TASK TO COMPLETE
Using the text about the Bushmen in Botswana below, mark each statement yes or no and quote the words of the text that decide it: (a) the 2006 High Court ruling found the eviction from the reserve unlawful; (b) Prof. Anaya says the lack of water could be fixed by reactivating the boreholes; (c) the mining company says the operation could bring up to 2,000 people to the site.

TEXT PASSAGE

□ □ □ □ □ □ □

|UN Special Rapporteur Prof. James Anaya has called for ‘urgent’ action on water for the Bushmen in Botswana.|
© Colegio de Antropólogos de Chile
Report demands ‘urgent’ action by government over water
The UN’s top official on indigenous rights has condemned Botswana’s continued persecution of the Bushmen in a new report.
Prof. James Anaya, UN Special Rapporteur for indigenous peoples, highlights the government’s harassment of the Bushmen and Bakgalagadi tribes in the Central Kalahari Game Reserve, who, despite winning a 2006 High Court ruling that their eviction from the reserve was unlawful, continue to face ill-treatment.
In the report Prof Anaya writes that the ‘denial of services to those currently living in the reserve does not appear to be in keeping with the spirit and underlying logic of the [2006 High Court] decision, nor with the relevant international human rights standards.’
He states that, ‘Indigenous people who have remained or returned to the reserve face harsh and dangerous conditions due to a lack of access to water, a situation that could be easily remedied by reactivating the boreholes in the reserve. The Government should reactive the boreholes or otherwise secure access to water for inhabitants of the reserve as a matter of urgent priority.’
He also notes that, ‘the Government’s position that habitation of the reserve by the Basarwa [Bushmen] and Bakgalagadi communities is incompatible with the reserve’s conservation objectives and status appears to be inconsistent with its decision to permit Gem Diamonds/Gope Exploration Company (Pty) Ltd. to conduct mining activities within the reserve, an operation that is planned to last several decades and could involve an influx of 500-1200 people to the site, according to the mining company.’
Finally he recommends that the Government should ‘fully and faithfully implement’ the 2006 High Court ruling and facilitate ‘the return of all those removed from the reserve who wish to do so, allowing them to engage in subsistence hunting and gathering in accordance with traditional practices, and providing them the same government services available to Botswanans elsewhere, including, most immediately, access to water’.

□ □ □ □ □ □ □

Collected data entries
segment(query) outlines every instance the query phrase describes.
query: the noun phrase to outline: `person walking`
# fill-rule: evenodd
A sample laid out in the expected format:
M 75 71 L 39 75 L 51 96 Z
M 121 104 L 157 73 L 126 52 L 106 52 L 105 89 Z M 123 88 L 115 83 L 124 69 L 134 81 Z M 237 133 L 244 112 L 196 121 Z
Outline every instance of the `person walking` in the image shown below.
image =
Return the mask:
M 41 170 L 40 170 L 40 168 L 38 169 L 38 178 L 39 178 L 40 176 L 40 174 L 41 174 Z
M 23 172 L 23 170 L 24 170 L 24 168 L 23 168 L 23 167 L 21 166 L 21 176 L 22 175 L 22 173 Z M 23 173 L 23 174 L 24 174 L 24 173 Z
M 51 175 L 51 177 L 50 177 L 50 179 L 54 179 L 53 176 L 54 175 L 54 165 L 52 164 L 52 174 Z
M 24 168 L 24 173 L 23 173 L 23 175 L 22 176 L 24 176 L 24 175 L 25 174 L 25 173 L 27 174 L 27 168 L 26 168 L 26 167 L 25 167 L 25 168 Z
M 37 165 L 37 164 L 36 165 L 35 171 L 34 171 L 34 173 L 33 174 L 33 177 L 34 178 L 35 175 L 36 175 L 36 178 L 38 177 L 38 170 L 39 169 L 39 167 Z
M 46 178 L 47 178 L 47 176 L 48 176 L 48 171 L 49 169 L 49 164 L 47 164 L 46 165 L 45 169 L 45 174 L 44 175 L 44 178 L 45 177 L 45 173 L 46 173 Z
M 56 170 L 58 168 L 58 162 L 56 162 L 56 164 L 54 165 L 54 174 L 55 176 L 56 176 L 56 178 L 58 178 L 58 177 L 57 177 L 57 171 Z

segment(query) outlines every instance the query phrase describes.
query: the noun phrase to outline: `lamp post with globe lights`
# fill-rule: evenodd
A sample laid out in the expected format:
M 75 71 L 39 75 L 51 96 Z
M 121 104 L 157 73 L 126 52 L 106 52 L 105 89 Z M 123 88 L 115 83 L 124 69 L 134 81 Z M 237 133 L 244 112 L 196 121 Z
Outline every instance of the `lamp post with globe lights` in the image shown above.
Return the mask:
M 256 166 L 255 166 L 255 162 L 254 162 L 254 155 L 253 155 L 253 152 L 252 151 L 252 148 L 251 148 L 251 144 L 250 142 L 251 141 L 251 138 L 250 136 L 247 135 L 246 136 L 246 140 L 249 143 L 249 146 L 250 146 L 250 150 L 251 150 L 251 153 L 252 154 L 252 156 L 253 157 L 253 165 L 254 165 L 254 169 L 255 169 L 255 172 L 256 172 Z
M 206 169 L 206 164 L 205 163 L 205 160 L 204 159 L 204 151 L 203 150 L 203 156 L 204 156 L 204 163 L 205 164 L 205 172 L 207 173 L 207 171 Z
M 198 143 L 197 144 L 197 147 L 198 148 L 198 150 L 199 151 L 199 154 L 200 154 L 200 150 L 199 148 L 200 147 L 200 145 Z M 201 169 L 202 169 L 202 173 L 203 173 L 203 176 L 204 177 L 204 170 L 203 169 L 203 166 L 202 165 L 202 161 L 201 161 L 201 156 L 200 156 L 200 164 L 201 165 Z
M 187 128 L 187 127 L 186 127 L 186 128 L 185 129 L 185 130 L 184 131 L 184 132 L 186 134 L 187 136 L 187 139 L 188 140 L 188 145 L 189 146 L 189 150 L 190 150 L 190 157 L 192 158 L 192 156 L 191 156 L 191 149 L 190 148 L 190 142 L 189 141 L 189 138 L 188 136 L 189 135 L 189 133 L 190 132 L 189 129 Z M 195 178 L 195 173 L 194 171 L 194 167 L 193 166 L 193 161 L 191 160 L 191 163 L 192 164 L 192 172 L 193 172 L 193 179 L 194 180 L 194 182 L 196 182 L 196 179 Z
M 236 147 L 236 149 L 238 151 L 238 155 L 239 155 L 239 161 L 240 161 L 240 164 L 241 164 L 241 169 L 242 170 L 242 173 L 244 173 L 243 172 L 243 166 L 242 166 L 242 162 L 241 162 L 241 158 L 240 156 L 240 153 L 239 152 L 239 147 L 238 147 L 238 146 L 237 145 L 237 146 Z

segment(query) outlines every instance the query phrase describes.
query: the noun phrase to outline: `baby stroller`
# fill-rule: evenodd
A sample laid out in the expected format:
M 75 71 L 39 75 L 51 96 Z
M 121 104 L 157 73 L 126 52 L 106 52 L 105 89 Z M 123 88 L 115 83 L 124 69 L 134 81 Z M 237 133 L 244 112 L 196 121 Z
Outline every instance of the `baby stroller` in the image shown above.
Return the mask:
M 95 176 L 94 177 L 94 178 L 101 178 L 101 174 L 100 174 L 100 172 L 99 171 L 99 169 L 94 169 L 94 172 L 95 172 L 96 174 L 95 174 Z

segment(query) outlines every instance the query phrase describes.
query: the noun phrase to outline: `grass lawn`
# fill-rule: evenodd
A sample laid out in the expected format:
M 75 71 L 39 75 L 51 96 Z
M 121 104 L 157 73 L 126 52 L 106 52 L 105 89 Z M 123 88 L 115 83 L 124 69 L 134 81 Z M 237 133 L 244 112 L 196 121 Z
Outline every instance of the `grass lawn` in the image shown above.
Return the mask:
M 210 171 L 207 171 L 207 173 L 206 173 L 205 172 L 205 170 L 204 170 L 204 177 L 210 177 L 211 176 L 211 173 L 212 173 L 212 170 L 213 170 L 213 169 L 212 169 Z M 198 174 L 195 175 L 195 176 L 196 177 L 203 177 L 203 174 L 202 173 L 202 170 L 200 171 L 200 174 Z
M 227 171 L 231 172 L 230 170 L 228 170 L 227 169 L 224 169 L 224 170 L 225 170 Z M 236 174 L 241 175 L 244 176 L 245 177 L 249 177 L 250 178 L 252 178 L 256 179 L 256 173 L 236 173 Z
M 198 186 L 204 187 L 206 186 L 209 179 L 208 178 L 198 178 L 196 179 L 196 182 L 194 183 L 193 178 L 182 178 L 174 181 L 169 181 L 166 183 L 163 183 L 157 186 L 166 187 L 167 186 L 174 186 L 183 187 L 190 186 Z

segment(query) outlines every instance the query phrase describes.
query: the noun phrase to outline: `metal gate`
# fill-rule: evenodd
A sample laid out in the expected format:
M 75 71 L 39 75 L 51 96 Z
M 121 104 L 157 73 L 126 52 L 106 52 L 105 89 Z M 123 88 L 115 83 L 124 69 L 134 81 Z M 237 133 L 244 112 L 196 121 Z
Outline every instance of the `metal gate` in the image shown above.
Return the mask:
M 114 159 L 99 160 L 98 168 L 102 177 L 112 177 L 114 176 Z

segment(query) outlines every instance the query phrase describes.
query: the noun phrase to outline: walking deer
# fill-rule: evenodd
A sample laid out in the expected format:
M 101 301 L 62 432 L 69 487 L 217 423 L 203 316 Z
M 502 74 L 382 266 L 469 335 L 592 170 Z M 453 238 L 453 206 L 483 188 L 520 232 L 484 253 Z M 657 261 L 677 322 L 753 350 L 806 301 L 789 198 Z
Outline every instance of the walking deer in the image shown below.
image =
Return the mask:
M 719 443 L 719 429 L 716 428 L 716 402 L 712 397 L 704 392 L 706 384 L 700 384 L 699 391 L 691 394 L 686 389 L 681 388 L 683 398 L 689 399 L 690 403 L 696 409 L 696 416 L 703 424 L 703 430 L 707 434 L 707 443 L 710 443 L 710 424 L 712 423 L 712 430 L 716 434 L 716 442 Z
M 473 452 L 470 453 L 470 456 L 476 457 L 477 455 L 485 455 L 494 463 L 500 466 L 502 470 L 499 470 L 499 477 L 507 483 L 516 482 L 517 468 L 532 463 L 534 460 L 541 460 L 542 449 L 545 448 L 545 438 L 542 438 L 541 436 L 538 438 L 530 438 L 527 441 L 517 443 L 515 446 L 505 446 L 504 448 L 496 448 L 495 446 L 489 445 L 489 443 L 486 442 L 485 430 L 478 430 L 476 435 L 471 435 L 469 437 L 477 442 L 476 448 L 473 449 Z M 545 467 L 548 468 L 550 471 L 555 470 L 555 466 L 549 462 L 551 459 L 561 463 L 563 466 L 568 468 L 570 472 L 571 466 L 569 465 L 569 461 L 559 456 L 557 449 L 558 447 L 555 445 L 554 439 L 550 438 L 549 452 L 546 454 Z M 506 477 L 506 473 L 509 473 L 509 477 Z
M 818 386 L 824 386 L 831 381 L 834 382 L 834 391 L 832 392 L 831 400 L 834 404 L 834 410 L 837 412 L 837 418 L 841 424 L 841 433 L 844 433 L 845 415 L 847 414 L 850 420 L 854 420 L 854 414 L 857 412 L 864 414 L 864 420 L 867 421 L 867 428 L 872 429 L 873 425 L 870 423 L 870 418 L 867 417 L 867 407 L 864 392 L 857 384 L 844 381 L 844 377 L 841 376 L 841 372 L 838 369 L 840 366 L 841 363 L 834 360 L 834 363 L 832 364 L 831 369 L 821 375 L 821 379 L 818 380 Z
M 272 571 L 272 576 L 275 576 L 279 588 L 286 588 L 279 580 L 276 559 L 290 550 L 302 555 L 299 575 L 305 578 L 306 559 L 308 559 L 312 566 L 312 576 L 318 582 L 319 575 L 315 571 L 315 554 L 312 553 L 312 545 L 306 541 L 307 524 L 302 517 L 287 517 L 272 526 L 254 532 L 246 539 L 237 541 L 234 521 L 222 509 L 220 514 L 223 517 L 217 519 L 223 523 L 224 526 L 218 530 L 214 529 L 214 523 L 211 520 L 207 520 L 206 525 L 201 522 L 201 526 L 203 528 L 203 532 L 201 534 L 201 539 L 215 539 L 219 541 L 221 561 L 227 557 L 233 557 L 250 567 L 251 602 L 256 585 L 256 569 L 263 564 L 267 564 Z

□ □ □ □ □ □ □

EXERCISE OUTPUT
(a) Yes: "despite winning a 2006 High Court ruling that their eviction from the reserve was unlawful"
(b) Yes: "a situation that could be easily remedied by reactivating the boreholes in the reserve"
(c) No: "could involve an influx of 500-1200 people to the site, according to the mining company"